- GOAL OF THE EXERCISE: Reproduce the entries below, switching each occurrence of "Locations" to "Coordinates" and leaving everything else unchanged.

Stored dataset entries
********

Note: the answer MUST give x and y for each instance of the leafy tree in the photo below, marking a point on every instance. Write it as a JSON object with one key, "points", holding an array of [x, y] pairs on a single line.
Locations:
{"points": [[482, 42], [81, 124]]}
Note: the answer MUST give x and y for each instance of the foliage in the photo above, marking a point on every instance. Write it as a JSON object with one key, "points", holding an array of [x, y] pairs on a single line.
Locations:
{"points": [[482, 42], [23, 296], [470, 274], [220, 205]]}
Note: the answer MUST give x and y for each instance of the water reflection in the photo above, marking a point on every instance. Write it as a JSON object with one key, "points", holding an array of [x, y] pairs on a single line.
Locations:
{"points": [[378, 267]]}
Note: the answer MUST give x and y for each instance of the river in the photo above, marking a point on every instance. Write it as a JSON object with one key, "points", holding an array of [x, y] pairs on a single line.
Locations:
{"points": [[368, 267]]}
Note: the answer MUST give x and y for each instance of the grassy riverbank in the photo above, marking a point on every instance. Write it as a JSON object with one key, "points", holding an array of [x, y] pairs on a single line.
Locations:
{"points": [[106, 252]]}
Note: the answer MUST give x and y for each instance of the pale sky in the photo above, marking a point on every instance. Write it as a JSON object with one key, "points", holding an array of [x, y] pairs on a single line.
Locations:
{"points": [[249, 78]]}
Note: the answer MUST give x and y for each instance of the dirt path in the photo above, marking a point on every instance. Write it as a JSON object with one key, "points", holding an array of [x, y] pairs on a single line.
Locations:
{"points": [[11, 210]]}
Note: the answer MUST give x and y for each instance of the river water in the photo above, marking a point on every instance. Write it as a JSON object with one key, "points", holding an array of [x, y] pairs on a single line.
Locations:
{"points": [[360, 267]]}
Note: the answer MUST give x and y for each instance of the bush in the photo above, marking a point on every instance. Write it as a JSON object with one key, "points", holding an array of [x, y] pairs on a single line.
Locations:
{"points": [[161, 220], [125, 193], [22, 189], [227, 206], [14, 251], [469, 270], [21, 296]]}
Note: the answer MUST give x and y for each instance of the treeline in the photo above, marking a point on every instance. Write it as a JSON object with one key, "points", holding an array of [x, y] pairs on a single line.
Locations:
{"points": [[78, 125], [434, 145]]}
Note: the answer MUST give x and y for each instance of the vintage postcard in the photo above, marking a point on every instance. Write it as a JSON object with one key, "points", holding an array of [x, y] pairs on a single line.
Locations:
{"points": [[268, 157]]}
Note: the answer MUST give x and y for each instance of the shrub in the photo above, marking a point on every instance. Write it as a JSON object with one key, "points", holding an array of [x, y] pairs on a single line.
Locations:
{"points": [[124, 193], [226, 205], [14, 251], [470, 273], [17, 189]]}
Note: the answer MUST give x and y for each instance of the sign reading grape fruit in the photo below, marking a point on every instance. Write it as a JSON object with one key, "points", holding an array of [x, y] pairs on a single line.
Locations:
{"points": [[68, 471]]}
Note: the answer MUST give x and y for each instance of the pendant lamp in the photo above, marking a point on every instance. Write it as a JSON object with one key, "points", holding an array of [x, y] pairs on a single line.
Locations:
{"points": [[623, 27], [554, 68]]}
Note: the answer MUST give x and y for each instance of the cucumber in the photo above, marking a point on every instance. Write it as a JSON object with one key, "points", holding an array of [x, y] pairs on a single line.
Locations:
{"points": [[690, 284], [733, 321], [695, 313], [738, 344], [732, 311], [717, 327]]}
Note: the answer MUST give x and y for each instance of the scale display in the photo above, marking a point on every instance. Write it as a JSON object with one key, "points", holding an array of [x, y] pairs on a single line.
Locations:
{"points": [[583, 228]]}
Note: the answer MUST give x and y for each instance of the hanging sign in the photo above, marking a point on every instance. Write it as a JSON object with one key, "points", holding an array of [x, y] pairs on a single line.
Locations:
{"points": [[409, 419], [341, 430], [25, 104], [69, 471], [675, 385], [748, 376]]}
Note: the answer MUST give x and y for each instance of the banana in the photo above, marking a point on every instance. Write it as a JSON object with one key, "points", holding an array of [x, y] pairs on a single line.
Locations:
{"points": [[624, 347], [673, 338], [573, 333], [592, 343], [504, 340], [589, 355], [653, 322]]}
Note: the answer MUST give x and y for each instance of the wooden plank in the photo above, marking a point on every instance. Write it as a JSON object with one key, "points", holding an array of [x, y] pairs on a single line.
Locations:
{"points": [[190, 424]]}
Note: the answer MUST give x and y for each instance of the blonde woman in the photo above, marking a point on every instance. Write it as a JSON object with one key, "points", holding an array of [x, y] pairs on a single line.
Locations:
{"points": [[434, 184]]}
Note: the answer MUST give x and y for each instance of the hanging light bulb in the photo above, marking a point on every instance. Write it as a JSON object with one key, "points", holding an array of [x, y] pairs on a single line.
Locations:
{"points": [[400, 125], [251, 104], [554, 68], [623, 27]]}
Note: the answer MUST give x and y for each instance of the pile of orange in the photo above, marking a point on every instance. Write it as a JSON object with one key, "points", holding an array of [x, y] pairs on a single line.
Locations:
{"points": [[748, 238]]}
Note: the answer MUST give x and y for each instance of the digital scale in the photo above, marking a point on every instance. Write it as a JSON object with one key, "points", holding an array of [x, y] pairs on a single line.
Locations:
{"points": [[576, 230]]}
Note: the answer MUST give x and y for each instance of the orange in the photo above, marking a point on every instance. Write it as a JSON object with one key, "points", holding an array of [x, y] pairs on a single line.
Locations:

********

- THE RESPONSE:
Note: the answer MUST give x and y for each instance of the leafy tree in the photo below, marking a point on every instance. Write it as a JSON object with one key, "points", holding an array of [x, y] pairs on a single line.
Coordinates:
{"points": [[482, 42], [81, 124]]}
Note: the answer MUST give x and y for each instance of the foliage in the photo above, marking a point on every instance. Write it as a JSON object with one key, "points", holding an array of [x, y] pairs on a single line.
Coordinates:
{"points": [[482, 42], [23, 296], [470, 274], [220, 205]]}
Note: the answer MUST give x and y for each instance of the water reflection in the photo above, marking a point on every instance. Write it as a JSON object with one key, "points", holding an array of [x, y] pairs on a single line.
Coordinates:
{"points": [[378, 267]]}
Note: the answer MUST give x and y for each instance of the river in the photo above, marking a point on every instance. Write it as a JSON object with one key, "points", holding an array of [x, y] pairs on a single line.
Coordinates:
{"points": [[368, 267]]}
Note: the answer MUST give x and y for each instance of the grassy riverbank in the photo above, marking a point on every instance. Write it as a JSON object with one key, "points", holding an array of [x, y] pairs on a single line.
Coordinates:
{"points": [[106, 252]]}
Note: the answer MUST give x and y for each instance of the pale sky in the photo above, marking a point on every instance. Write it as a JSON object with one key, "points", holding an array of [x, y] pairs on a single line.
Coordinates:
{"points": [[249, 78]]}
Note: the answer MUST give x and y for each instance of the dirt path in the photo above, marking a point on every instance. Write it as a JSON object with one key, "points", holding an array of [x, y] pairs on a single line.
Coordinates:
{"points": [[11, 210]]}
Note: the answer MUST give x and y for each instance of the river water in the photo above, marking a point on every instance. Write it as a JSON object with one key, "points", holding an array of [x, y] pairs on a single line.
Coordinates:
{"points": [[360, 267]]}
Note: the answer MUST give x and y for each instance of the bush in the photo above, marking a point on every instance. Write it as a JSON object with one key, "points", holding an array of [x, y] pairs on a single line.
Coordinates:
{"points": [[161, 220], [125, 193], [22, 189], [227, 206], [14, 251], [469, 270], [21, 296]]}
Note: the answer MUST give x and y for each instance of the treeline in the photo above, marking a point on every instance. Write it as a JSON object with one key, "points", holding an array of [x, y] pairs on a single line.
Coordinates:
{"points": [[78, 125], [434, 145]]}
Note: the answer MUST give x and y for each instance of the vintage postcard in the photo above, marking a point on every instance. Write it as a JSON object with one key, "points", holding an array of [x, y] pairs on a single line.
Coordinates:
{"points": [[268, 157]]}
Note: the answer MUST give x and y for each instance of the shrub in the photo above, marking a point on every instance. Write it as a JSON object with one key, "points", holding an array of [x, y] pairs on a single line.
Coordinates:
{"points": [[124, 193], [226, 205], [14, 251], [470, 273], [17, 189]]}
Note: the answer MUST give x and y for each instance of the sign reading grape fruit in the photo below, marking a point on every instance. Write it as a JSON object with one key, "points", holding an array of [x, y] pairs on a single line.
Coordinates:
{"points": [[68, 471]]}
Note: the answer MUST give x and y for each instance of the pendant lamp in the photo above, marking a point on every instance. Write it as a JSON object with one key, "points", holding an array of [x, y] pairs on a single line.
Coordinates:
{"points": [[623, 27], [554, 68]]}
Note: the answer MUST give x and y for each instance of the cucumber in the photo above, marking a point on every instance. Write it as a JSON object with one key, "points", holding an array of [x, y] pairs on a single line.
Coordinates:
{"points": [[690, 284], [733, 321], [695, 313], [738, 344], [732, 311], [717, 327]]}
Note: the answer MUST give x and y for each instance of the scale display in the photo above, marking a point on every instance. Write it as a JSON object with one key, "points", holding an array of [x, y] pairs on a single line.
Coordinates:
{"points": [[583, 228]]}
Note: the answer MUST give x and y for each instance of the hanging sign in the photo above, marking a point on every instance. Write it as a JSON object with one key, "points", holding an array of [x, y] pairs on a single line.
Coordinates:
{"points": [[409, 419], [341, 430], [25, 104], [69, 471], [675, 385], [748, 376]]}
Note: the answer MUST give x and y for each instance of the banana in the photo above, marking a point on every instance. Write it as a JSON object with one key, "points", holding an array of [x, y] pairs on a single line.
Coordinates:
{"points": [[624, 347], [673, 338], [573, 333], [592, 343], [504, 340], [589, 355], [653, 322]]}
Note: the answer MUST give x and y for each instance of the wooden plank in the photo above, marking a point on every instance. Write it as a JSON object with one key, "points", holding an array of [x, y] pairs on a single line.
Coordinates:
{"points": [[190, 424]]}
Note: the answer MUST give x and y for each instance of the blonde woman in the photo above, marking a point on every instance. Write it as a JSON object with one key, "points", holding an array of [x, y] pairs on a single line.
Coordinates:
{"points": [[434, 184]]}
Note: the answer MUST give x and y for each instance of the hanging light bulb in the photo above, marking a point on every instance. Write it as a JSON object with one key, "points", holding an array of [x, y] pairs on a single line.
Coordinates:
{"points": [[400, 125], [251, 104], [554, 68], [623, 27]]}
Note: the answer MUST give x and y for each instance of the pile of orange in the photo above, marking a point on every instance. Write it as a JSON object with one key, "points", holding an array of [x, y] pairs on a single line.
Coordinates:
{"points": [[748, 238]]}
Note: the answer MUST give x and y for each instance of the digital scale in the photo above, marking a point on every instance. Write it as a JSON object with one key, "points", holding an array of [x, y] pairs on a single line.
Coordinates:
{"points": [[576, 230]]}
Note: the answer MUST give x and y for each instance of the orange in the photo above, marking a point on every instance. Write it as a JSON object with one key, "points", holding an array of [x, y] pairs on a single line.
Coordinates:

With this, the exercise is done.